# Information supplied
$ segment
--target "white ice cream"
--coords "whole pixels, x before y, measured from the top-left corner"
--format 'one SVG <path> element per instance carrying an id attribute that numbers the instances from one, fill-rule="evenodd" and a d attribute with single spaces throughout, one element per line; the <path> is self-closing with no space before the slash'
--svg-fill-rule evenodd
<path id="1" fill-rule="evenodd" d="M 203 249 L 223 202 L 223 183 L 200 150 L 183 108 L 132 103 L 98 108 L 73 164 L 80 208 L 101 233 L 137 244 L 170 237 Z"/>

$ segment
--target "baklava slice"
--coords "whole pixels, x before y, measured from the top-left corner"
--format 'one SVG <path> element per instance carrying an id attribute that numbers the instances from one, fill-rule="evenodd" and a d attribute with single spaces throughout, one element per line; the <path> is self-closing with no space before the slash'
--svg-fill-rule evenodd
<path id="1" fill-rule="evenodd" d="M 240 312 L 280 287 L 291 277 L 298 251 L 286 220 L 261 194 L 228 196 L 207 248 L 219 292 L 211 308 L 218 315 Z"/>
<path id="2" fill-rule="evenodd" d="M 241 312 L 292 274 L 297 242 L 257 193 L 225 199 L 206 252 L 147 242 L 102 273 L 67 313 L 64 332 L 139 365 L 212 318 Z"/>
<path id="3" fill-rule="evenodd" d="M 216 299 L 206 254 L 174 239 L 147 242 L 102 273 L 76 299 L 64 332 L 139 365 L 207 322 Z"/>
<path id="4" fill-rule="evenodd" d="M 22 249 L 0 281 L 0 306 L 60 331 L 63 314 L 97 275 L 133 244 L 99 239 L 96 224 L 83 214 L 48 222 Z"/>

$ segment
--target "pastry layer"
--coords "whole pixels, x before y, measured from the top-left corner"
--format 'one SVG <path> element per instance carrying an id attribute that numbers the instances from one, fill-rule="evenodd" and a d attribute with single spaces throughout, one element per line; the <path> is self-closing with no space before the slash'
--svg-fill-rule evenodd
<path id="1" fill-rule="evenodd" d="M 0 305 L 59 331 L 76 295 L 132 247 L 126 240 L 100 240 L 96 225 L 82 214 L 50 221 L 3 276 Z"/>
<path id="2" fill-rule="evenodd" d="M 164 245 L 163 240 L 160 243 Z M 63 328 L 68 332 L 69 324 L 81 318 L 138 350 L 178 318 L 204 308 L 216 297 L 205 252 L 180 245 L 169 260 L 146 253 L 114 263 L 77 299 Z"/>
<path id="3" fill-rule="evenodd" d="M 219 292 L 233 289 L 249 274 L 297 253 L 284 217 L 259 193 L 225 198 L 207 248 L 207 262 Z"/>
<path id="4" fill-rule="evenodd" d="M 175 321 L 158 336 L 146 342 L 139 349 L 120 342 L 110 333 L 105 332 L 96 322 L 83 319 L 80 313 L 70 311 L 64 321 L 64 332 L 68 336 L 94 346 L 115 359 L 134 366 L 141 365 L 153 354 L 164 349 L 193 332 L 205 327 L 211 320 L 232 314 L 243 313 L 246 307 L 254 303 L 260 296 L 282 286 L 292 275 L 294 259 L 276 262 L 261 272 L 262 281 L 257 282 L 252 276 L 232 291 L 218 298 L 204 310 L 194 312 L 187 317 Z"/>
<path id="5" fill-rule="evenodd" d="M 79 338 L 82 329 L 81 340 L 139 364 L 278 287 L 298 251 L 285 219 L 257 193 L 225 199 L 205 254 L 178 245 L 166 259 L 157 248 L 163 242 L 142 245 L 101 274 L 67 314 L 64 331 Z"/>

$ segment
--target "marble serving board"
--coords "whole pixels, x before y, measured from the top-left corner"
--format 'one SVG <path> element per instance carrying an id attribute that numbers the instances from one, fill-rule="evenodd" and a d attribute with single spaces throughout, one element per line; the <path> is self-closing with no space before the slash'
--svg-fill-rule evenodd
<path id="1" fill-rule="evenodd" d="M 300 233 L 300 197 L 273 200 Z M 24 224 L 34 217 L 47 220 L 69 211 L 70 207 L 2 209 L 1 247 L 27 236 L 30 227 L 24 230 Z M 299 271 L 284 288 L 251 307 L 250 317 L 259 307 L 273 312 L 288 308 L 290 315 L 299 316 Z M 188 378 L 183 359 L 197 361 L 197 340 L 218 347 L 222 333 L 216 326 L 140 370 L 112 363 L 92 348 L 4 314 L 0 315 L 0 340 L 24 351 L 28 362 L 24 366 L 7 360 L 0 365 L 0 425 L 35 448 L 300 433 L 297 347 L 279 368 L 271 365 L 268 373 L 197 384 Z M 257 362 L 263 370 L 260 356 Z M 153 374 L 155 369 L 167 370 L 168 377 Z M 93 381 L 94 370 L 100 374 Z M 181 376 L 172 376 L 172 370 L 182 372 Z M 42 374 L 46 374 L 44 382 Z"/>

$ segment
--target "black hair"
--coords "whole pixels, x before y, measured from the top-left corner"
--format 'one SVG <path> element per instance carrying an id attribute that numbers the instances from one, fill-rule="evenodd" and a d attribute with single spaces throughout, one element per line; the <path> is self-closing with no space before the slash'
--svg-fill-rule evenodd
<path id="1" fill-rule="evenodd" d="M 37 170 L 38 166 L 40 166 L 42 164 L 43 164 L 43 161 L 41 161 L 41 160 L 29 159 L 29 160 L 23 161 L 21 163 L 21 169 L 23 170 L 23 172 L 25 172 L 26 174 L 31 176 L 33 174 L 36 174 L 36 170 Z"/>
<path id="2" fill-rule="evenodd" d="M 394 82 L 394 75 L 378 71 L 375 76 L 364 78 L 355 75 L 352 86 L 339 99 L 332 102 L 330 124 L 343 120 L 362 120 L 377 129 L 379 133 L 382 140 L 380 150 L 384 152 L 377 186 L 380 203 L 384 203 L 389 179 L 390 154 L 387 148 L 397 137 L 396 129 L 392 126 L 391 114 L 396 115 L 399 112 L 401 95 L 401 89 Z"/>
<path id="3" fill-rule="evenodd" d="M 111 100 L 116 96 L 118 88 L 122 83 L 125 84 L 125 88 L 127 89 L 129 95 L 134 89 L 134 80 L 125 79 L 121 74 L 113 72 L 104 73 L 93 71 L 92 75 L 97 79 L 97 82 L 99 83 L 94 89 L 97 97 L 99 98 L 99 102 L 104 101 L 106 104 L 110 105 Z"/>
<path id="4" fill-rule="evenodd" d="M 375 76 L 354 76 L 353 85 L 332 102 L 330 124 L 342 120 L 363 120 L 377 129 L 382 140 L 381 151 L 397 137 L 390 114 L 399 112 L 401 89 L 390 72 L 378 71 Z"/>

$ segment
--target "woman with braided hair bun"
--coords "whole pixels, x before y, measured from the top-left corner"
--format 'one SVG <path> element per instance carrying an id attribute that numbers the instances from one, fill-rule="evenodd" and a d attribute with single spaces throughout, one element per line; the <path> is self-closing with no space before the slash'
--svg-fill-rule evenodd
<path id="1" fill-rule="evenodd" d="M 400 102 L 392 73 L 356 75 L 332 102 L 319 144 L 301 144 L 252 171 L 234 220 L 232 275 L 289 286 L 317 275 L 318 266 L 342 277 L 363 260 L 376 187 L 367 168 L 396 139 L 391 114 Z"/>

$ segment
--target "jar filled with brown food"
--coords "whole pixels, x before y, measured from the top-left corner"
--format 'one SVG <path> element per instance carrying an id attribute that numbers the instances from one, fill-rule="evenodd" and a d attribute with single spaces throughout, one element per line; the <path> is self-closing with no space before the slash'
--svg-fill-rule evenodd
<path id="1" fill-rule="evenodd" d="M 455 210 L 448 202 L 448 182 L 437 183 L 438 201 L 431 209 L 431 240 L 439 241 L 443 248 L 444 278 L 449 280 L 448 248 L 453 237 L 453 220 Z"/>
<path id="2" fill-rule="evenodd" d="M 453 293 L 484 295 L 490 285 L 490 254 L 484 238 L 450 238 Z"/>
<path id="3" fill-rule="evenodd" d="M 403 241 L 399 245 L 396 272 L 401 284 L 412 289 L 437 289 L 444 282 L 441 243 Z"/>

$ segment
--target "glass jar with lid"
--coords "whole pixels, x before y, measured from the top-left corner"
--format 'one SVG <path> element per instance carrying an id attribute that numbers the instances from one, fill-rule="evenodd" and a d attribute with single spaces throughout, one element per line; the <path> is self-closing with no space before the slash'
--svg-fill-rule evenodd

# Problem requirements
Scan the data above and state how many of its lines contain the string "hair", with no other content.

# Exercise response
2